** Source extract **
==================================================

2

I'm trying to implement the Euclidean Algorithm in LaTeX. Yes, I know I could do it more easily in python, but that's not the point. I have an inner loop (extracted to a macro) to compute the remainder of one counter divided by another counter. The outer loop should perform the inner loop, swap the values of the counters, and then repeat until one of the counters is 0.

\documentclass{article}
\usepackage{calc}
\setlength{\parskip}{\baselineskip}
\setlength{\parindent}{0pt}

\newcommand{\computeRemainder}[2]{%
  \loop
    \relax
  \ifnum \value{#1} > \value{#2}
    \addtocounter{#1}{-\value{#2}}
  \repeat
  \loop
    \relax
  \ifnum \value{#1} < 0
    \addtocounter{#1}{\value{#2}}
  \repeat}

\newcommand{\swapCounters}[2]{%
  \addtocounter{#1}{\value{#2}} % cA = A + B
  \addtocounter{#2}{\value{#1}} % cB = A + 2B
  \addtocounter{#1}{-\value{#2}} % cA = -B
  \setcounter{#2}{2*\value{#1}+\value{#2}} % cB = A
  \setcounter{#1}{-\value{#1}} % cA = B
}

\begin{document}

\newcounter{counterA}
\setcounter{counterA}{45}
\newcounter{counterB}
\setcounter{counterB}{27}

Before: \( A = \thecounterA, \; B = \thecounterB \) \\
\loop
  \computeRemainder{counterA}{counterB}
  \swapCounters{counterA}{counterB}
\ifnum \value{counterB} > 0
  Since this is true, shouldn't the loop continue? \\
\repeat
End: \( A = \thecounterA, \; B = \thecounterB \)

\end{document}

The above code produces the following output:

Output of code

My understanding of loops would suggest that, if it prints the text between \ifnum \value{counterB} > 0 and \repeat, it should repeat the loop. However, after this executes, both counterA and counterB are greater than 0. Any idea why the outer loop won't continue?

5
  • 3
    you can't nest \loop at the same grouping level tex.stackexchange.com/questions/22877/tex-nested-loops Oct 4, 2018 at 21:57
  • Thanks! That fixed it, and it pointed out another bug I had. (The first part of \computeRemainder should be >= instead of >, but I think LaTeX doesn't have >=, so I added an \ifnum \value{#1} = \value{#2} clause to subtract once more if needed.)
    – Pi Fisher
    Oct 4, 2018 at 22:30
  • as it's integer arithmetic if a >=b then x else y is same as if a<b then y else x Oct 4, 2018 at 22:44
  • 1
    \unless\ifnum a<b is the same as \ifnum a>=b also in the context of \loop.

==================================================

** Information provided **
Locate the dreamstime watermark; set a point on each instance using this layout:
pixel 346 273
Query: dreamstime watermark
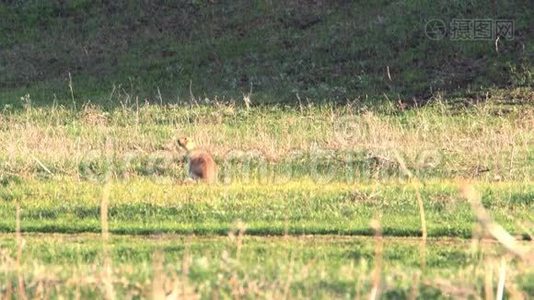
pixel 470 29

==================================================

** What is asked **
A - In the Euclidean Algorithm thread, why did the asker add an \ifnum \value{#1} = \value{#2} clause to \computeRemainder?
B - In the Euclidean Algorithm thread, change the part that opens with the words containing "My understanding of" and closes with "loop won't continue?", replacing "outer loop" with "main loop".
The data above comes from a separate source.

** Response list **
A - The first part of \computeRemainder should test >= instead of >, but the asker believes LaTeX has no >=. The extra clause subtracts once more when the two counters are equal.

B -
My understanding of loops would suggest that, if it prints the text between \ifnum \value{counterB} > 0 and \repeat, it should repeat the loop. However, after this executes, both counterA and counterB are greater than 0. Any idea why the main loop won't continue?